* _Direction_
Make an exact copy of all the records.

[Saved entries]
· · · · · · ·
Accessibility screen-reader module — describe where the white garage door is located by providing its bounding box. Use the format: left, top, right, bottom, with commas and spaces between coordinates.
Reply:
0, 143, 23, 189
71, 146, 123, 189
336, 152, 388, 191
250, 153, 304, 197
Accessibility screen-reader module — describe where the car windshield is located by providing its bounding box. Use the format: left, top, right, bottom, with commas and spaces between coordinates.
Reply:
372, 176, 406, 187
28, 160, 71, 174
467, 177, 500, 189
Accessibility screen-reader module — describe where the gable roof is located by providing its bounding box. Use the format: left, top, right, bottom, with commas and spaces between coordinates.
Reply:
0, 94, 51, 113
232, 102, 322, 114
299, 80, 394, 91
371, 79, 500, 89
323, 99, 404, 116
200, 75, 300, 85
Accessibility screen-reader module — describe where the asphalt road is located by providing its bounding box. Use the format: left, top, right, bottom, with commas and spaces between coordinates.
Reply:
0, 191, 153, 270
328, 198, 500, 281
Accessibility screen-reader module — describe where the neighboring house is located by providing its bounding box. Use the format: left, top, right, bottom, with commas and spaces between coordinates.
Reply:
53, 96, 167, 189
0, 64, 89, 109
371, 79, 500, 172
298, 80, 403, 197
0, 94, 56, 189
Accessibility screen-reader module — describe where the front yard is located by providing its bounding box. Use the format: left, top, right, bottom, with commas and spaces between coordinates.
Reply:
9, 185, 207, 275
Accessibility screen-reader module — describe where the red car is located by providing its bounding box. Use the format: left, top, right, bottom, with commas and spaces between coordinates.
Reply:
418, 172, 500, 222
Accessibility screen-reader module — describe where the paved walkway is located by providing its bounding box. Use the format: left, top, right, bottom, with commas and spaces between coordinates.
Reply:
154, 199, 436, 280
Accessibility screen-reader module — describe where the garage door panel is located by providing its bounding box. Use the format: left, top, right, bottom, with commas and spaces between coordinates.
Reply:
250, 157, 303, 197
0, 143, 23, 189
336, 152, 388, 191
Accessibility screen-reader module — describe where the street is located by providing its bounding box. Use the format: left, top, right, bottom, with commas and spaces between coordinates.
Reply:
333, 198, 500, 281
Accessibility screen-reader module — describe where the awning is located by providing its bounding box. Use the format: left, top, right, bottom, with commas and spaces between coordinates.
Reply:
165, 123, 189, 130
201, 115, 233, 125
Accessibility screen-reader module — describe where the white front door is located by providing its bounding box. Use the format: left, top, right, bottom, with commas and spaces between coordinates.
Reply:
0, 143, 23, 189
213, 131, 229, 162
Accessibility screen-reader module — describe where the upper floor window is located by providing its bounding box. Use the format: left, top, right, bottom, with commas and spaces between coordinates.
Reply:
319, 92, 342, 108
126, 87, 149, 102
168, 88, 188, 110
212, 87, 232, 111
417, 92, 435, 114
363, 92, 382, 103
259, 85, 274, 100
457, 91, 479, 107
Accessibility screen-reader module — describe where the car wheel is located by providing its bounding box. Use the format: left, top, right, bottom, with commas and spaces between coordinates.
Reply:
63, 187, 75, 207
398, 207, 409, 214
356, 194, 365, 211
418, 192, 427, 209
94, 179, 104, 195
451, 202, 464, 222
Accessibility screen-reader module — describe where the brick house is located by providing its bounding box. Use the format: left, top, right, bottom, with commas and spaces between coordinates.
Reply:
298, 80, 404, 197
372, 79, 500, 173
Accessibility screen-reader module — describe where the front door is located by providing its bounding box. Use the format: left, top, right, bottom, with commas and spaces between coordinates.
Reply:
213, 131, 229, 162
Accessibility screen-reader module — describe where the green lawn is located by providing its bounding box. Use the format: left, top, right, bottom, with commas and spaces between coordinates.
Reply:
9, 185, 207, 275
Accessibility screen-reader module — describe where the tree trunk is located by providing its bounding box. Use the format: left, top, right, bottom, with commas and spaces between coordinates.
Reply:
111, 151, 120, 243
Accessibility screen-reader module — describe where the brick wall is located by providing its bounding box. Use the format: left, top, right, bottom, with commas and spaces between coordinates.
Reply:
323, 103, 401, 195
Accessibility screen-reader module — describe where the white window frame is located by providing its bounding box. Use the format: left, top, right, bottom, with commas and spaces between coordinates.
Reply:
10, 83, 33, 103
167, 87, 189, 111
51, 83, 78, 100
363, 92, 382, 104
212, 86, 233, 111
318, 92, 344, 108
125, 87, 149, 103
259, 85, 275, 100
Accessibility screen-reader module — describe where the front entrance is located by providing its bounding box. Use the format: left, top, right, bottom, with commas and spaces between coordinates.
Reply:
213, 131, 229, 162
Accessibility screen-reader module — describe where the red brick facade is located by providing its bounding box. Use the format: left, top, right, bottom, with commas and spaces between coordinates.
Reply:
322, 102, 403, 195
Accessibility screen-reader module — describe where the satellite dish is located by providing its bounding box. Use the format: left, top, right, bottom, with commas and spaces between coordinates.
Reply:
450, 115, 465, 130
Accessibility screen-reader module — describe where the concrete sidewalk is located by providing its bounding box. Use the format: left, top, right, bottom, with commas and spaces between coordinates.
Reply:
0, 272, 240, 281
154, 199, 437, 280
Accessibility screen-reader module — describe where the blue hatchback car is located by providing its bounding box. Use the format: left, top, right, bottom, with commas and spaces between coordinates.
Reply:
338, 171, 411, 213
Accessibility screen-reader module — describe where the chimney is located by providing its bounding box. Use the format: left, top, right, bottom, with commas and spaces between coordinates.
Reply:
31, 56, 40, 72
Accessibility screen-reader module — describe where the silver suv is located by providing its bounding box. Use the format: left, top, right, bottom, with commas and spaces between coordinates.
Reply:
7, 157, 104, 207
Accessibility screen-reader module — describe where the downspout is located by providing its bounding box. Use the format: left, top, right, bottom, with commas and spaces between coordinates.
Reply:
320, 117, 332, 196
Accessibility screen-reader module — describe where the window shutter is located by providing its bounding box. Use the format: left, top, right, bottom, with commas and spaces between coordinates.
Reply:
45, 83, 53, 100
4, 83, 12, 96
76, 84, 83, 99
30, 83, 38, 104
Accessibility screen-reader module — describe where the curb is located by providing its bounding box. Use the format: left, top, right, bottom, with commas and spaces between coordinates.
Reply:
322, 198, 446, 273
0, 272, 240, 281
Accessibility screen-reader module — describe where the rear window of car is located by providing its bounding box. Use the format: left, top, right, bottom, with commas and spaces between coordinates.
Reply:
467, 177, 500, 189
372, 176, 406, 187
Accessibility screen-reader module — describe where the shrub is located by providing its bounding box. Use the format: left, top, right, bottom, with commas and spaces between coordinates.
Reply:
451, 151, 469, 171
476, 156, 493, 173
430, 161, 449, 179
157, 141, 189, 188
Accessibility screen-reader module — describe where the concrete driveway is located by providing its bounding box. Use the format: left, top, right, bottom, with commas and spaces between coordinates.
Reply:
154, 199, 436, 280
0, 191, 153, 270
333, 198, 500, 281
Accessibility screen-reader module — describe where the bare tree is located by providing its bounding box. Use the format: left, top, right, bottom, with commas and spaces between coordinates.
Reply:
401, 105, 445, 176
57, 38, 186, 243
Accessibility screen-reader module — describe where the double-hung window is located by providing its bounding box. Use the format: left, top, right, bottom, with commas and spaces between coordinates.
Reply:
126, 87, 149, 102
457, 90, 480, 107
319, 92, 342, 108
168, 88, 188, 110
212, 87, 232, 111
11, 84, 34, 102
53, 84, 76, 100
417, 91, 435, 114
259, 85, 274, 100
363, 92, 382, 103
· · · · · · ·
* _Exercise output_
Accessibility screen-reader module — describe where the white garage door is located by providing its bounding box. Use the format: left, top, right, bottom, with commas and spaces between coordinates.
Reply:
0, 143, 23, 189
71, 146, 123, 189
336, 152, 388, 191
250, 153, 304, 197
Accessibility screen-reader module — describe where the car windshield is located by providing its bounding box. Use the format: left, top, right, bottom, with commas and spaces between coordinates.
Reply:
372, 176, 406, 187
28, 160, 71, 174
467, 177, 500, 189
Accessibility screen-reader module — describe where the gable roof is located by providing its bounding box. Use the format: left, top, right, bottom, with commas and spaces between coordinates.
Reply:
0, 94, 51, 113
232, 102, 322, 114
299, 80, 394, 91
371, 79, 500, 89
323, 99, 404, 116
200, 75, 300, 85
Accessibility screen-reader module — describe where the asphalt road is located by providing its bounding box. Use the format: left, top, right, bottom, with commas and spaces between coordinates.
Reply:
0, 191, 153, 270
328, 198, 500, 281
Accessibility screen-reader module — describe where the neighboring house is located by providing its bounding box. Use the format: left, top, right, bottom, with commas and spaces between coordinates.
Reply:
53, 96, 167, 189
0, 64, 89, 109
371, 79, 500, 172
298, 80, 403, 197
0, 94, 56, 189
Accessibility screen-reader module — describe where the front yard is located by providing its bounding box. Use the format: left, top, right, bottom, with commas and spaces between coordinates.
Reply:
9, 185, 207, 275
Accessibility screen-reader module — describe where the red car is located by providing its bounding box. Use the format: left, top, right, bottom, with commas and spaces between coordinates.
Reply:
418, 172, 500, 222
Accessibility screen-reader module — describe where the paved walkway is located by providing its bounding box. Use the format: left, top, right, bottom, with commas and spaces between coordinates.
Reply:
154, 199, 436, 280
Accessibility screen-reader module — describe where the garage door panel is located by providing its bounding box. Use the format: left, top, right, bottom, with commas and spaces between coordinates.
Reply:
250, 157, 303, 197
0, 143, 23, 189
336, 152, 388, 191
Accessibility screen-reader module — describe where the street is located by providing its bounding box. Use the format: left, top, right, bottom, with commas and spaces between coordinates.
Reply:
333, 198, 500, 281
Accessibility screen-reader module — describe where the awning is located by providing its bounding box. Use the format: left, top, right, bottom, with commas and spaces between coordinates.
Reply:
165, 123, 189, 130
201, 115, 233, 125
Accessibility screen-reader module — describe where the white front door is located by providing its bounding box. Use the format: left, top, right, bottom, with commas and spaces between coordinates.
Reply:
0, 143, 23, 189
213, 131, 229, 162
Accessibility screen-reader module — describe where the upper floor window is located by providing its bounding box. Use the format: left, top, right, bottom, with commas and spaces between coordinates.
Reply:
319, 92, 342, 108
126, 87, 149, 102
168, 88, 188, 110
212, 87, 232, 111
417, 92, 435, 114
363, 92, 382, 103
259, 85, 274, 100
457, 91, 479, 107
Accessibility screen-reader module — describe where the car wheel is located by providing its bounding box. Use the format: left, top, right, bottom, with commas and spaces between coordinates.
Reply:
63, 187, 75, 207
398, 207, 409, 214
356, 194, 365, 211
418, 192, 427, 209
94, 179, 104, 195
451, 202, 464, 222
Accessibility screen-reader module — describe where the brick house is located by providing its bounding box. Use the format: left, top, right, bottom, with commas and spaces between coordinates.
Reply:
298, 80, 404, 197
372, 79, 500, 173
Accessibility screen-reader module — describe where the front door is located by providing its bounding box. Use the format: left, top, right, bottom, with commas and spaces between coordinates.
Reply:
213, 131, 229, 162
Accessibility screen-reader module — describe where the green lawn is located by providing its bounding box. Use the format: left, top, right, bottom, with commas and spaces between coordinates.
Reply:
9, 185, 207, 275
Accessibility screen-reader module — describe where the tree trunk is located by providing its bounding box. Use the format: left, top, right, bottom, with commas and spaces between coordinates.
Reply:
111, 151, 120, 243
Accessibility screen-reader module — describe where the brick wall is located by providing its bounding box. Use the format: left, top, right, bottom, with commas and spaces between coordinates.
Reply:
323, 103, 401, 195
Accessibility screen-reader module — describe where the white window frame is located by providing its bounding box. Use the format: left, top, right, bottom, with commas and spaces between coordinates.
Reply:
10, 83, 33, 103
167, 87, 189, 111
51, 83, 78, 100
363, 92, 382, 104
212, 86, 233, 111
318, 92, 344, 108
125, 87, 149, 103
259, 85, 275, 100
Accessibility screen-reader module — describe where the front entrance is located by providing its bounding box. Use the format: left, top, right, bottom, with commas and spaces between coordinates.
Reply:
213, 131, 229, 162
Accessibility screen-reader module — describe where the red brick facade is located by providing its bounding box. Use the format: left, top, right, bottom, with commas and spaces between coordinates.
Reply:
322, 102, 403, 195
Accessibility screen-reader module — describe where the satellite dish is located by providing its bounding box. Use the format: left, top, right, bottom, with commas and spaces between coordinates.
Reply:
450, 115, 465, 130
Accessibility screen-reader module — describe where the concrete sidewalk is located by providing its bounding box. Use the format: left, top, right, bottom, with commas and spaces between coordinates.
Reply:
0, 272, 240, 281
154, 199, 437, 280
Accessibility screen-reader module — describe where the blue hatchback car is located by providing its bounding box. Use the format: left, top, right, bottom, with commas and spaces between coordinates.
Reply:
338, 171, 411, 213
Accessibility screen-reader module — describe where the chimney is located by providing its bounding box. Use the format: left, top, right, bottom, with commas and spaces between coordinates.
Reply:
31, 56, 40, 72
Accessibility screen-reader module — describe where the silver suv is located by providing its bounding box. Use the format: left, top, right, bottom, with commas and spaces between coordinates.
Reply:
7, 157, 104, 207
Accessibility screen-reader module — describe where the downspout is located by providing its bounding box. Use the format: left, top, right, bottom, with commas and spaces between coordinates.
Reply:
320, 117, 332, 196
Accessibility screen-reader module — describe where the window shutter is located by providing its bounding box. Use the format: left, top, right, bottom, with commas and spaces between coordinates.
Reply:
45, 83, 53, 100
4, 83, 12, 96
76, 84, 83, 99
30, 83, 38, 104
Accessibility screen-reader module — describe where the curb is located by providing its bounding box. Use the format: left, top, right, bottom, with commas and spaces between coordinates.
Reply:
322, 198, 446, 273
0, 272, 240, 281
Accessibility screen-reader module — describe where the rear window of car is located by providing its bounding box. Use the format: left, top, right, bottom, with commas and spaces between coordinates.
Reply:
467, 177, 500, 189
372, 176, 406, 187
Accessibility screen-reader module — describe where the shrub is located by providing its bounding box. Use the format: left, top, right, bottom, with commas and spaces between coordinates.
Reply:
451, 151, 469, 171
476, 156, 493, 173
430, 161, 449, 179
157, 141, 189, 188
Accessibility screen-reader module — describe where the concrete driveway is located by providing its bounding box. Use the format: left, top, right, bottom, with commas and spaces between coordinates.
Reply:
154, 199, 436, 280
0, 191, 153, 270
333, 198, 500, 281
Accessibility screen-reader module — describe where the bare tree is located by providing its bounding box. Use the format: left, top, right, bottom, with commas and spaces between coordinates.
Reply:
401, 105, 445, 176
57, 38, 186, 243
Accessibility screen-reader module — describe where the double-hung window is located by providing its bounding box. Use the format: left, top, right, bottom, with commas and spaces between coordinates.
Reply:
126, 87, 149, 102
457, 90, 480, 107
319, 92, 342, 108
168, 88, 188, 110
212, 87, 232, 111
11, 84, 34, 102
53, 84, 76, 100
417, 91, 435, 114
259, 85, 274, 100
363, 92, 382, 103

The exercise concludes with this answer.